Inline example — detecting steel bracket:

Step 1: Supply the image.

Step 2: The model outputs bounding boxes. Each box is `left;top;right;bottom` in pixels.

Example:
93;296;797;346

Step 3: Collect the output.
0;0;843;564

| WHAT THE TASK ASKS |
Once the listing has been read, copy every line of it exactly.

| SOLUTION TO THE PROBLEM |
Inline example — detecting steel bracket:

Step 1: Supply the image.

Step 2: The model outputs bounding boxes. Each box is `left;top;right;bottom` in pixels.

Example:
93;296;797;346

Step 3: Collect the output.
0;0;843;564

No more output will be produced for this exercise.